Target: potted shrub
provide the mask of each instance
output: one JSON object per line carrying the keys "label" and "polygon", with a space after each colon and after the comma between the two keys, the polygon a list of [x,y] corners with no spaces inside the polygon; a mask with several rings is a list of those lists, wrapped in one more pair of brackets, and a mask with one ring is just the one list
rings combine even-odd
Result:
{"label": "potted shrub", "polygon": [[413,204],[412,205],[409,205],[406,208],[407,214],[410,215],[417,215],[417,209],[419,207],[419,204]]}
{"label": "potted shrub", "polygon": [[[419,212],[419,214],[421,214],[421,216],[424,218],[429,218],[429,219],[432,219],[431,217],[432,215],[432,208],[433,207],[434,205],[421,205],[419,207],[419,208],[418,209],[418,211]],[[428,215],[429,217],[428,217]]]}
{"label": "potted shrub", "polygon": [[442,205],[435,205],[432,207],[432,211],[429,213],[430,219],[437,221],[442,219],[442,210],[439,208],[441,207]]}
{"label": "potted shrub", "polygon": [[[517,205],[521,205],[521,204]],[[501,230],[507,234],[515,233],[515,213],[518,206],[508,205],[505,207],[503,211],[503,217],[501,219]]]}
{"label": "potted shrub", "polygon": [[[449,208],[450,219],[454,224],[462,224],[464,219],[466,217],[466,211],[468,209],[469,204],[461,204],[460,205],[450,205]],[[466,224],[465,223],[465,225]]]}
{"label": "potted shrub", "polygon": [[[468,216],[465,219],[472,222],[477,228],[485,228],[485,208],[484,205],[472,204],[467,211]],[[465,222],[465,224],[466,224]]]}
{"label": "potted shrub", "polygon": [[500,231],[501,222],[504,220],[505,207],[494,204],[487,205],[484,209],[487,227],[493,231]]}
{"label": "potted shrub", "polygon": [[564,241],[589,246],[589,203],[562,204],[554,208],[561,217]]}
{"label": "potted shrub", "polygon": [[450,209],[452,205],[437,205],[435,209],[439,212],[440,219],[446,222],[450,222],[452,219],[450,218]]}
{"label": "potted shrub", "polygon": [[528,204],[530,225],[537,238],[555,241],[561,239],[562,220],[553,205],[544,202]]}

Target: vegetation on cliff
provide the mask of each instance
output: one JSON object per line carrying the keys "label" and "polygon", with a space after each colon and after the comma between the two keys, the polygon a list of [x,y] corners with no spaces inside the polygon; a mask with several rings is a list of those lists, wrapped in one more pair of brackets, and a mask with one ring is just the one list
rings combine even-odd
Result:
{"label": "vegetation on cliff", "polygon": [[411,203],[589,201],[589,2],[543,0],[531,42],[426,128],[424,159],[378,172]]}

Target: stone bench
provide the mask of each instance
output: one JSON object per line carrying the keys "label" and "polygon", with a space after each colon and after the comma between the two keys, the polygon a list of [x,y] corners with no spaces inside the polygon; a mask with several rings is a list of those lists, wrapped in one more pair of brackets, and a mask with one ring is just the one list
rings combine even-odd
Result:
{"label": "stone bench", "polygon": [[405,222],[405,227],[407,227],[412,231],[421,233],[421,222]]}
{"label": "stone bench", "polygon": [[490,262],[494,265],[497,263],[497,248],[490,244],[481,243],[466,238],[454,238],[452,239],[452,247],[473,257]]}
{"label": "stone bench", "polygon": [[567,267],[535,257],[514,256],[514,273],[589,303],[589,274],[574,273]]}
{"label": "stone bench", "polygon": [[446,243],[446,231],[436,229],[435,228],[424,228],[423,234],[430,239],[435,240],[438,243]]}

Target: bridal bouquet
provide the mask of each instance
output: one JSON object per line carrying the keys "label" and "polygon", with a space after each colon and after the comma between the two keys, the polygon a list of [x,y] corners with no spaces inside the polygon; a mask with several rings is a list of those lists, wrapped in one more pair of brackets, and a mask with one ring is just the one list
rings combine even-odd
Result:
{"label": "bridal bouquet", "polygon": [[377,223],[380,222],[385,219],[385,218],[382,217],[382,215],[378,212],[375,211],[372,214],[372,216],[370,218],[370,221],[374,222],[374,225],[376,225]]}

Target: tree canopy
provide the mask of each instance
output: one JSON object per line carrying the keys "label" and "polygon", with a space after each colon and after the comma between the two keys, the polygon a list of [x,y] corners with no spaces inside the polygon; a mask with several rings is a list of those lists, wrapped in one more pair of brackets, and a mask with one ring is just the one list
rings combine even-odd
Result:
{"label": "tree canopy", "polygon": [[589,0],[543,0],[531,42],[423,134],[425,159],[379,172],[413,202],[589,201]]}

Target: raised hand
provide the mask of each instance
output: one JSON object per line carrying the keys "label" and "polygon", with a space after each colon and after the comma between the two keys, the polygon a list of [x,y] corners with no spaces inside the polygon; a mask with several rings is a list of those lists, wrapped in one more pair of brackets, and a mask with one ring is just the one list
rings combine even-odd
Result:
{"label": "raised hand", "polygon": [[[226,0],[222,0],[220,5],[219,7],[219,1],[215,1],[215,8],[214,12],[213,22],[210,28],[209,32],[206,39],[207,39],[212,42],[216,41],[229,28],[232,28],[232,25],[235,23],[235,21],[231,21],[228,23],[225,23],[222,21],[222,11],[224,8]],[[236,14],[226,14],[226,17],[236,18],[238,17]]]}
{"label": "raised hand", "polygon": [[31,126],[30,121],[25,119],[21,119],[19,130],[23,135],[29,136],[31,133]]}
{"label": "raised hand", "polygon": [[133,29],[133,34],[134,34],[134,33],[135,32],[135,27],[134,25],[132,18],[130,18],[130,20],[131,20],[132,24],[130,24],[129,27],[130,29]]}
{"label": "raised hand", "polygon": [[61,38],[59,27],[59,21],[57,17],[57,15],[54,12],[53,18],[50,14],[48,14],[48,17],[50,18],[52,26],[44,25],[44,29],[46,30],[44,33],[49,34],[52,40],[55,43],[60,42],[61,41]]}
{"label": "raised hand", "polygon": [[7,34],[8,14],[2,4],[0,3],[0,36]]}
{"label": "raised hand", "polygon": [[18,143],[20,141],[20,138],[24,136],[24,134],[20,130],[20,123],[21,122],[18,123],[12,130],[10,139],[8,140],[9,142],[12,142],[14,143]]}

* * * * *

What you need to do:
Starting at the line that contains "Target: tree canopy" and ending with the last line of the material, write out only those lines again, requests included. In the answers, rescale every polygon corner coordinate by multiplying it by 1.75 and rounding to a whole number, with halves rounded up.

Response:
Target: tree canopy
provide the mask of each instance
output: one JSON object per line carrying the keys "label" and "polygon", with a space after each colon and after the comma between the two keys, the polygon a list of [x,y] corners with no spaces inside the polygon; a mask with several rings is a list of those lists, wrapped in one more pair of brackets, and a mask with one ring is just the one list
rings combine even-odd
Result:
{"label": "tree canopy", "polygon": [[1031,0],[950,0],[929,74],[740,235],[744,278],[663,301],[723,354],[1031,352]]}

Target: raised hand
provide the mask of each instance
output: one JSON object per line carrying the keys "label" and "polygon", with a space after each colon and after the comma between the two keys, the polygon a list of [x,y] corners with no spaces inside the polygon; a mask with several rings is a list of those lists, wrapped in one more pair of brackets, and a mask with one ring is just the one list
rings combine even-odd
Result:
{"label": "raised hand", "polygon": [[[396,0],[389,0],[385,9],[383,12],[383,2],[376,2],[376,14],[375,21],[373,39],[368,49],[366,56],[361,68],[362,68],[371,74],[378,72],[401,49],[406,49],[406,44],[411,40],[411,37],[404,37],[399,40],[394,40],[389,37],[389,19],[392,14]],[[413,25],[396,25],[396,30],[413,32],[417,30]]]}
{"label": "raised hand", "polygon": [[54,221],[53,212],[44,208],[37,208],[33,228],[40,236],[51,238],[54,233]]}
{"label": "raised hand", "polygon": [[233,51],[233,60],[235,60],[235,58],[236,56],[236,47],[235,44],[231,32],[228,32],[228,35],[229,35],[231,42],[228,42],[226,47],[228,51]]}
{"label": "raised hand", "polygon": [[107,67],[103,47],[103,37],[100,30],[100,26],[95,21],[93,32],[88,25],[84,25],[84,30],[88,32],[91,46],[77,44],[77,51],[81,53],[77,58],[86,60],[91,70],[96,75],[105,74],[107,72]]}
{"label": "raised hand", "polygon": [[12,60],[14,25],[4,7],[0,5],[0,63]]}
{"label": "raised hand", "polygon": [[32,250],[35,247],[35,242],[42,238],[42,235],[35,228],[35,215],[37,214],[32,215],[21,228],[18,243],[14,245],[16,249],[21,249],[25,250]]}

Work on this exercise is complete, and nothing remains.